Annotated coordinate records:
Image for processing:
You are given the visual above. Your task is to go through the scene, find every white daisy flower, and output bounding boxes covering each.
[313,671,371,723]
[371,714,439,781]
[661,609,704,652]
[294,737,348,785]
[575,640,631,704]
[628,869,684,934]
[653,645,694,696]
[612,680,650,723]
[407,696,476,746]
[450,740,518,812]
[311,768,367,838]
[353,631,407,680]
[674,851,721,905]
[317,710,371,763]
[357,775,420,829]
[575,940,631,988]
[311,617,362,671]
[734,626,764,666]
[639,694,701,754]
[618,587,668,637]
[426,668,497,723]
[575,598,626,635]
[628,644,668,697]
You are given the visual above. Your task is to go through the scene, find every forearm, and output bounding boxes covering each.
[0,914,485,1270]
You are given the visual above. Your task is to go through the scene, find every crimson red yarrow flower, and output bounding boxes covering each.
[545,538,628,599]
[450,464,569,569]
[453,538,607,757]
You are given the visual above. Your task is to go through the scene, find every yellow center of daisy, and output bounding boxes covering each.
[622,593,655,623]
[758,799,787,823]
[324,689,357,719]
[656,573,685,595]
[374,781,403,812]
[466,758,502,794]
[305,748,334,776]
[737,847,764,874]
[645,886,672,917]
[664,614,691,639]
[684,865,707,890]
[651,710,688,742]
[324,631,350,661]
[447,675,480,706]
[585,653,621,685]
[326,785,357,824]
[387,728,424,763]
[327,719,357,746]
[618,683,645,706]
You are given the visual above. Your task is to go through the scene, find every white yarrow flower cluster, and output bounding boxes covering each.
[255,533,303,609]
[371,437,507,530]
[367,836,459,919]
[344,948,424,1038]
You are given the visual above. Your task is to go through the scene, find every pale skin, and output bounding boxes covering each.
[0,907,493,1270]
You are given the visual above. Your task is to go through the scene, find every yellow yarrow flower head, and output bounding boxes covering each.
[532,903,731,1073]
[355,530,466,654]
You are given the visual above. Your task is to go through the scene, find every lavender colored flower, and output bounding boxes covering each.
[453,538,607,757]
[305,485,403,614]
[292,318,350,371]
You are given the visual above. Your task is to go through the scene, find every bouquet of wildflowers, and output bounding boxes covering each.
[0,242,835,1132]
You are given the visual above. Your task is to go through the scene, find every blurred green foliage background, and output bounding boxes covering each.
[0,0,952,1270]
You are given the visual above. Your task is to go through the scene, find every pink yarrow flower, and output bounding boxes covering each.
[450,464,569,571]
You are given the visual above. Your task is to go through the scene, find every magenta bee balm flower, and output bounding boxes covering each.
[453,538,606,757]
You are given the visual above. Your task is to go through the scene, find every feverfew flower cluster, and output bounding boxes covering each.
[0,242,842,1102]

▶ REQUIRED TASK: Edit the records above by changing each "bounding boxes" to "bounding rectangles", then write out all the lines again with nothing else altered.

▶ RESULT:
Image for processing:
You are given the visual above. Your task is to go through the scene, find every white daisy flower, and output bounding rectangles covering each.
[313,671,371,723]
[371,714,439,781]
[661,609,704,652]
[294,737,348,785]
[575,640,631,704]
[628,869,684,934]
[653,645,694,696]
[612,680,650,723]
[407,696,476,746]
[450,740,518,812]
[311,768,367,838]
[353,631,407,680]
[674,851,721,905]
[317,710,371,763]
[357,775,420,829]
[575,940,631,988]
[311,617,362,671]
[734,626,764,666]
[639,694,701,754]
[618,587,668,637]
[426,668,497,723]
[575,598,626,635]
[628,644,668,697]
You are given the visual above. Your task is to go through the scene, find every forearm, and output bounding rectangles covering each.
[0,914,485,1270]
You are given the visual above. Your task is to go through the scene, find every crimson red yarrow flower, and output bounding rectangles covering each.
[545,538,628,599]
[450,464,569,569]
[453,538,607,757]
You are given the visual above. Your task is to go through the scene, find every yellow center of daisy, and output bounding rectangles covering each.
[622,593,655,623]
[758,799,787,823]
[324,689,357,719]
[656,573,685,595]
[374,781,403,812]
[466,758,502,794]
[305,748,334,776]
[737,847,764,874]
[645,886,672,917]
[664,614,691,639]
[684,865,707,890]
[651,710,688,742]
[324,631,350,661]
[447,675,480,706]
[585,653,621,685]
[326,785,357,824]
[387,728,424,763]
[327,719,357,746]
[618,683,645,706]
You are given the visual above. Your task is to go through the scene, find every white yarrow flower cluster, and output bounding rectangles covering each.
[255,533,303,609]
[371,437,507,530]
[367,836,459,919]
[344,948,424,1038]
You are given the visual above. Your task is to go through the scene, find every pale skin, and output bounding rectangles covering each.
[0,907,493,1270]
You are given the visual above. Your task is to go through the scene, find every yellow yarrow flower head, and output bounding rectangles covering each.
[532,903,731,1073]
[355,530,466,654]
You are given the visual above. Your task is to go through the scene, find every lavender colored flower, and output bounding rectangles covering each.
[453,538,607,757]
[305,485,403,614]
[292,318,350,371]
You are given the visual above. Your task is to go through the scene, find every bouquet of wildflowers, and output bounding rectangles covering each.
[0,242,835,1132]
You are given the visual above. Your task is to go through the scene, find every blurred green foliage background, and output bounding rectangles covering each.
[0,0,952,1270]
You are given the visual above. Your task is to go through the scene, find every pink yarrow flower, and output bounding rectangles covering each.
[450,464,569,571]
You are given the visual above. Your task is to go through the scene, find every magenta bee balm flower, and output bounding rectangles covering each.
[453,538,606,757]
You are given the visual above. Your task is to go through the scene, find every feverfew flower cluster, and output bounding rectangles covering each.
[0,242,842,1102]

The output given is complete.